*Given passage*.
╔══

Title
MUL-SED Exempt Narcotic, One-Gallon Amber Glass Bottle
Author
Pitman-Moore Company, Division of The Dow Chemical Company
Image
Description
This is an original one-gallon amber glass bottle of MUL-SED, a mid-20th-century antidiarrheal and gastrointestinal sedative produced by the Pitman-Moore Company of Indianapolis. The bottle retains its full printed label, identifying the product as an “Exempt Narcotic” formulation containing Camphorated Tincture of Opium (5.2 mg opium per 5 mL dose), along with pectin, bismuth, kaolin, and methyl parahydroxybenzoate as a preservative.
MUL-SED was marketed for acute diarrhea, mucous colitis, and other nonspecific gastroenteritides. Preparations like this were commonly stocked in both physicians’ offices and rural pharmacies, especially before the regulatory tightening of opioid-containing mixtures in the 1960s–1970s. The intact gallon size suggests bulk clinical use, likely for dispensing into smaller bottles.
The heavy amber glass reduces light degradation of the opium-based tincture, while the applied-handle jug form is characteristic of mid-century pharmaceutical bulk containers.
Condition
Large amber glass jug in solid, intact condition with expected interior residue, oxidation, and external surface wear. Label remains intact and fully legible with minor age toning.

╚══

*Assignment 1*.
Answer these questions about the MUL-SED bottle description:
(a) Which company made MUL-SED, and in what city was it located?
(b) What does the intact gallon size of the bottle suggest about how it was used?
(c) In what state is the label?
*Assignment 2*.
Write what comes next in the MUL-SED bottle description, after its final sentence.
The records play no role in this work.

Dataset entries:
╔══

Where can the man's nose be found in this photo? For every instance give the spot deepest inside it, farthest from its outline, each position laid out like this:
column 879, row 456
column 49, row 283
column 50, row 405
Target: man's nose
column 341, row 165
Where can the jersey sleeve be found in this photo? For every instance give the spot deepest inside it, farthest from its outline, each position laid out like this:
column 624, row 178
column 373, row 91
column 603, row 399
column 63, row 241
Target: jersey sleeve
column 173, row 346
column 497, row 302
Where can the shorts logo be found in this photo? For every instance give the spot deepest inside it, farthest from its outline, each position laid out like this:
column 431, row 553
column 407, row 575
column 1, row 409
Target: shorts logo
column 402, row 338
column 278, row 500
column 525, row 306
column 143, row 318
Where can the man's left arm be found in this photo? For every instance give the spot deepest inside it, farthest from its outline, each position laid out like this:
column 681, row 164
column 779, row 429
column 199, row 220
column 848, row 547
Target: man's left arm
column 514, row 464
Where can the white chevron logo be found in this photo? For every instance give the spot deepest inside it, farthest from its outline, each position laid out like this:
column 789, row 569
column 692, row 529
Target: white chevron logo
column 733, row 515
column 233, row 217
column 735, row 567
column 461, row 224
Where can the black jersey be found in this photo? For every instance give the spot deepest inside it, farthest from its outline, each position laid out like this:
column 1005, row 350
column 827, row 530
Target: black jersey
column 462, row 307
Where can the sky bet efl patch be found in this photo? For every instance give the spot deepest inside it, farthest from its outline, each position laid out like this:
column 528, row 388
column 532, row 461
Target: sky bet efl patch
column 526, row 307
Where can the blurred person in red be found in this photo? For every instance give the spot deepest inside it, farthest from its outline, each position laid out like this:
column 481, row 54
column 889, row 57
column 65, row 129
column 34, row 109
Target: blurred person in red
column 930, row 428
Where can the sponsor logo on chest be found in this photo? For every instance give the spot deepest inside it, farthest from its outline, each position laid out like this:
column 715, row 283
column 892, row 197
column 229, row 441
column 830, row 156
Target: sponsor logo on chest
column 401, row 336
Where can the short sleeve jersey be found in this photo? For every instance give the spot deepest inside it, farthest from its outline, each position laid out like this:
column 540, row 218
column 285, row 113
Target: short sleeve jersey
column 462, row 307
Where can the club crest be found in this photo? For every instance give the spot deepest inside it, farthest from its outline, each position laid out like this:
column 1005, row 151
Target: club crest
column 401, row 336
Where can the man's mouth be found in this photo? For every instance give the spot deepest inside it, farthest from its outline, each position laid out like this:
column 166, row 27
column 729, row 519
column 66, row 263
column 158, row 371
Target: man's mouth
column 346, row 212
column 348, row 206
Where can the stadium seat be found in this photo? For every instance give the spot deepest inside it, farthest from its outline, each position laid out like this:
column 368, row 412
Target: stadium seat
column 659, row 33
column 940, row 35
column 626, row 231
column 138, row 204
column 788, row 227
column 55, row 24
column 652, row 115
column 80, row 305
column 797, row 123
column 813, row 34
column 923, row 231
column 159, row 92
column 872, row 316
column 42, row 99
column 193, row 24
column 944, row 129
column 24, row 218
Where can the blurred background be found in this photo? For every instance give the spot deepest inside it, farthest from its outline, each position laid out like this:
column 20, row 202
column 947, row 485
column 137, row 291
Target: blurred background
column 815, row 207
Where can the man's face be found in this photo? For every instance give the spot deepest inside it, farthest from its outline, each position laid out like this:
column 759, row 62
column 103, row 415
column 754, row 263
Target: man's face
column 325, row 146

╚══

*Exercise result 1*.
(a) The Pitman-Moore Company of Indianapolis.
(b) It suggests bulk clinical use, likely for dispensing into smaller bottles.
(c) The label remains intact and fully legible, with minor age toning.

*Exercise result 2*.
Gallery
Historical context
“Exempt narcotic” preparations existed in a regulatory loophole created by the Harrison Narcotics Act (1914) and later clarified through the 1938 Food, Drug, and Cosmetic Act. Low-dose opium mixtures under a specific threshold could be sold without the same restrictions as full narcotics — provided they followed exact concentration limits and labeling requirements.
Preparations combining opium with bismuth, kaolin, and pectin were common treatments for diarrhea throughout the early–mid 20th century. MUL-SED is chemically similar to mixtures such as Camphorated Tincture of Opium (Paregoric) and Mixture Kaolin and Pectin with Opium, widely used before modern antidiarrheals like loperamide appeared.
By the late 20th century, exempt narcotics were heavily restricted, removed from OTC use, or discontinued entirely due to abuse concerns and the development of safer alternatives.
Curious Facts, Ephemera, and Trivia
The label’s “Exempt Narcotic” designation was a legal classification, not a safety claim — opium content was still fully active.
The addition of kaolin and pectin was meant to provide stool-forming action, while bismuth offered mild antimicrobial/adsorbent properties.
Many rural doctors kept gallon jugs exactly like this to refill smaller office bottles — a practice that vanished with the rise of unit-dose packaging.
Pitman-Moore, founded in 1885, was later absorbed into The Dow Chemical Company and became known for large-scale pharmaceutical and veterinary preparations.
Excerpt
From the original MUL-SED label:
“SHALL BE SHAKEN WELL BEFORE USING. Antidiarrheal and gastrointestinal sedative for acute diarrhea and certain types of gastroenteritis… WARNING: May be habit forming.”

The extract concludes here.